By Hana Zittel
Published Issue 100, April 2022
A Ghost in the Throat by Doireann Ní Ghríofa (2020)
“This is a female text, which is also a caoineadh: a dirge and a drudge-song, an anthem of praise, a chant and a keen, a lament and an echo, a chorus and a hymn. Join in.”
Through various stages of motherhood and pregnancy, Doireann Ní Ghríofa descends deep into an obsession with the poet Eibhlín Dubh Ní Chonaill compiling the journey into a consuming and powerful amalgam of prose, memoir, and biography in A Ghost in the Throat. Ní Ghríofa’s interactions with Eibhlín Dubh Ní Chonaill and her famous caoineadh, Caoineadh Airt Uí Laoghaire, impact her differently at varied points in life.
She recalls her introduction to the poet in her youth, one of boredom at 11 and then as a teenager viewing it with “a little more than a swoon,” lingering on the tragic romance found in its lines. As an adult, she finds a closeness and kinship with Eibhlín Dubh Ní Chonaill that she cannot shake, finding herself slipping away from the tasks and all-consuming experience of motherhood to scour libraries for every translation of the work, to flesh out her life, and paint a full picture of the poet.
Eibhlín Dubh Ní Chonaill’s caoineadh is an Irish lament, a poem, full of sorrow, love and longing created after the death of her husband, Art. Passed through oral tradition, Ní Ghríofa imagines the retelling of this poem to be a female tradition, passing from female to female through generations. Though most of the translations to text of this work were completed by men, including Frank O’Connor, Ní Ghríofa attempts the translation herself as she continues to delve into the life of the poet, imagining at times, “How might she appear if drawn in the light of the women she knew instead?”

+ + + +

- **Try it**
Return the review of A Ghost in the Throat word for word, from the byline through its final sentence.

+ + + +

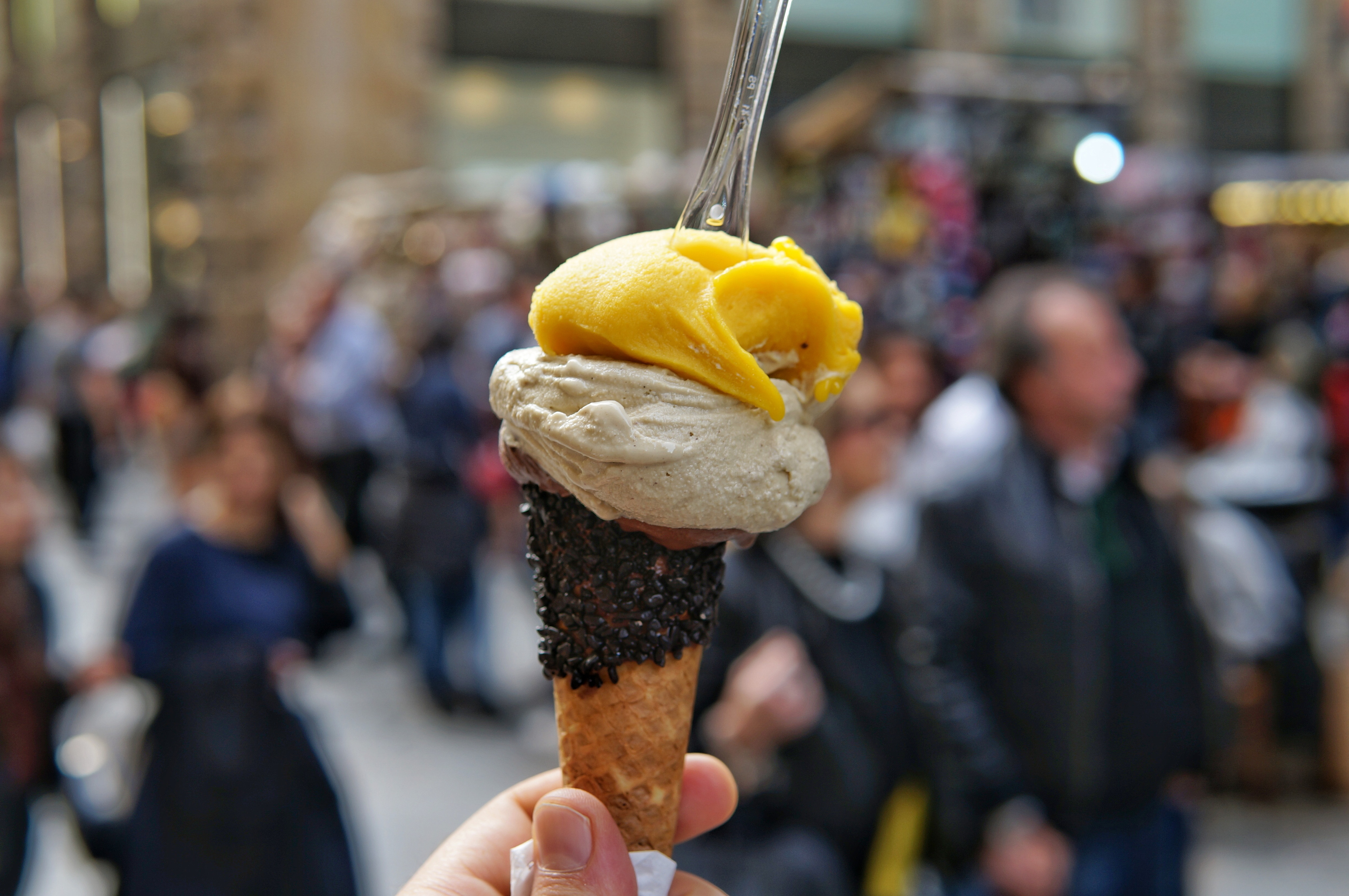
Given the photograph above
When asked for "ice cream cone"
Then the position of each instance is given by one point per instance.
(625, 621)
(627, 743)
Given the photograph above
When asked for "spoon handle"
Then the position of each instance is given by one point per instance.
(721, 200)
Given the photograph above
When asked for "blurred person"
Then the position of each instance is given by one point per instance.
(1053, 647)
(578, 848)
(94, 414)
(235, 800)
(29, 697)
(440, 528)
(913, 370)
(334, 364)
(945, 435)
(1259, 443)
(799, 692)
(489, 334)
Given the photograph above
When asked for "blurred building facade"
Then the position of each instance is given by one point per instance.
(254, 110)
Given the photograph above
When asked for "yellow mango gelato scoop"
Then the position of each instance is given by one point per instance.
(703, 310)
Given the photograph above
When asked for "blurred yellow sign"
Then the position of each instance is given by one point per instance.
(1256, 203)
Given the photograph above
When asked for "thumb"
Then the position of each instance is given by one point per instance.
(578, 849)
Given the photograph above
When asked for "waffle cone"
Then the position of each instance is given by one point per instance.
(627, 743)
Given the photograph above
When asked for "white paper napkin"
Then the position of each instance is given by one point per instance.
(655, 871)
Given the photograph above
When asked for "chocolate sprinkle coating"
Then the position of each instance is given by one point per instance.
(609, 597)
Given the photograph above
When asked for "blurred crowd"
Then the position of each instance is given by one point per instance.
(1080, 562)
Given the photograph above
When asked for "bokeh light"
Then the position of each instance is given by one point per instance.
(83, 755)
(424, 243)
(477, 96)
(1298, 203)
(177, 223)
(169, 114)
(575, 102)
(1099, 158)
(118, 14)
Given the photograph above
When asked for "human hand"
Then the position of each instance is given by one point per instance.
(1034, 860)
(772, 697)
(578, 848)
(315, 526)
(107, 668)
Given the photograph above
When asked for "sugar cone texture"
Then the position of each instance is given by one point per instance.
(627, 743)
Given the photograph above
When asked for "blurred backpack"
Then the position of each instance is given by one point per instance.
(1239, 582)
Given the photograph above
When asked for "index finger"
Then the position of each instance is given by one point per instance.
(475, 860)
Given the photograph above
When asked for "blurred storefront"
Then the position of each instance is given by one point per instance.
(587, 115)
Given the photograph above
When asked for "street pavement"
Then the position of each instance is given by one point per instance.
(410, 775)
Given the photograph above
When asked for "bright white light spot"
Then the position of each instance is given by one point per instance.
(1099, 158)
(83, 755)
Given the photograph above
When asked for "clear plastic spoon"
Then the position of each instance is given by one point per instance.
(721, 200)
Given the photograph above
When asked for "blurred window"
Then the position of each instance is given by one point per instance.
(1247, 38)
(1246, 118)
(517, 114)
(1078, 29)
(549, 33)
(1041, 11)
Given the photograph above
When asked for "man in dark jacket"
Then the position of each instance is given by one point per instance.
(1053, 645)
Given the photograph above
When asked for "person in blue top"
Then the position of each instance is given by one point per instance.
(235, 801)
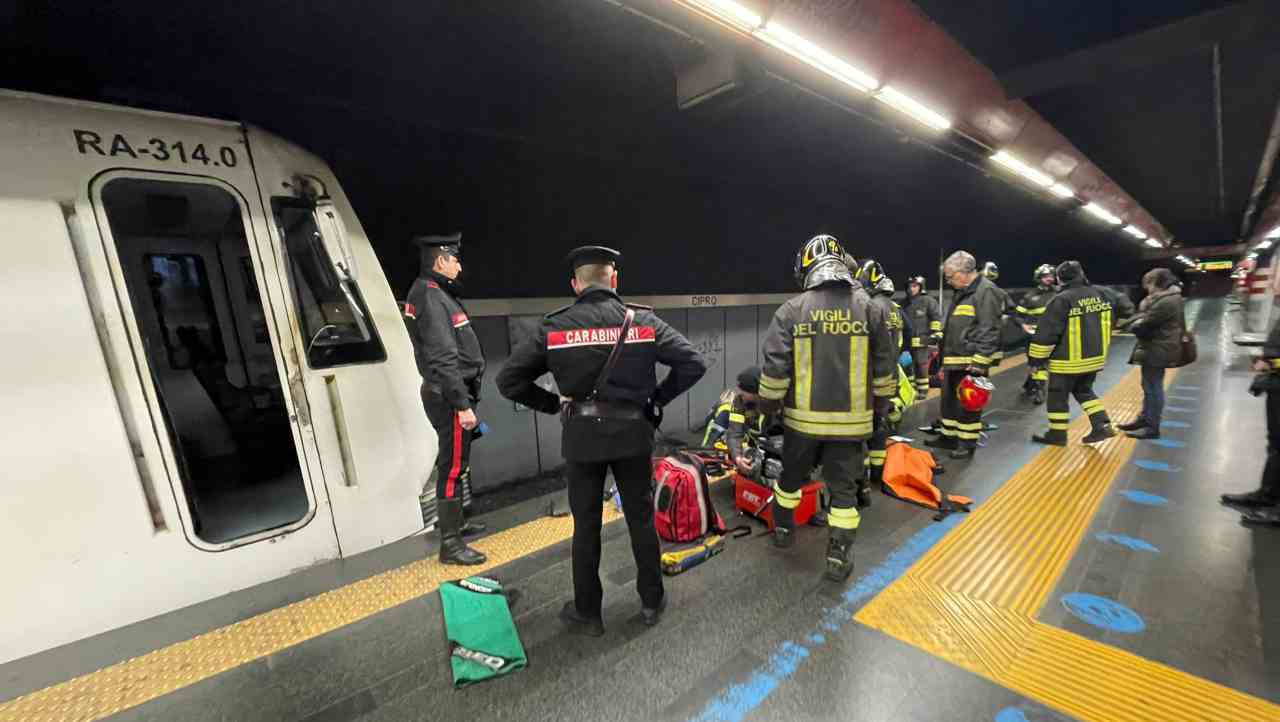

+ + + +

- **Written answer**
By Hana Zittel
Published Issue 100, April 2022
A Ghost in the Throat by Doireann Ní Ghríofa (2020)
“This is a female text, which is also a caoineadh: a dirge and a drudge-song, an anthem of praise, a chant and a keen, a lament and an echo, a chorus and a hymn. Join in.”
Through various stages of motherhood and pregnancy, Doireann Ní Ghríofa descends deep into an obsession with the poet Eibhlín Dubh Ní Chonaill compiling the journey into a consuming and powerful amalgam of prose, memoir, and biography in A Ghost in the Throat. Ní Ghríofa’s interactions with Eibhlín Dubh Ní Chonaill and her famous caoineadh, Caoineadh Airt Uí Laoghaire, impact her differently at varied points in life.
She recalls her introduction to the poet in her youth, one of boredom at 11 and then as a teenager viewing it with “a little more than a swoon,” lingering on the tragic romance found in its lines. As an adult, she finds a closeness and kinship with Eibhlín Dubh Ní Chonaill that she cannot shake, finding herself slipping away from the tasks and all-consuming experience of motherhood to scour libraries for every translation of the work, to flesh out her life, and paint a full picture of the poet.
Eibhlín Dubh Ní Chonaill’s caoineadh is an Irish lament, a poem, full of sorrow, love and longing created after the death of her husband, Art. Passed through oral tradition, Ní Ghríofa imagines the retelling of this poem to be a female tradition, passing from female to female through generations. Though most of the translations to text of this work were completed by men, including Frank O’Connor, Ní Ghríofa attempts the translation herself as she continues to delve into the life of the poet, imagining at times, “How might she appear if drawn in the light of the women she knew instead?”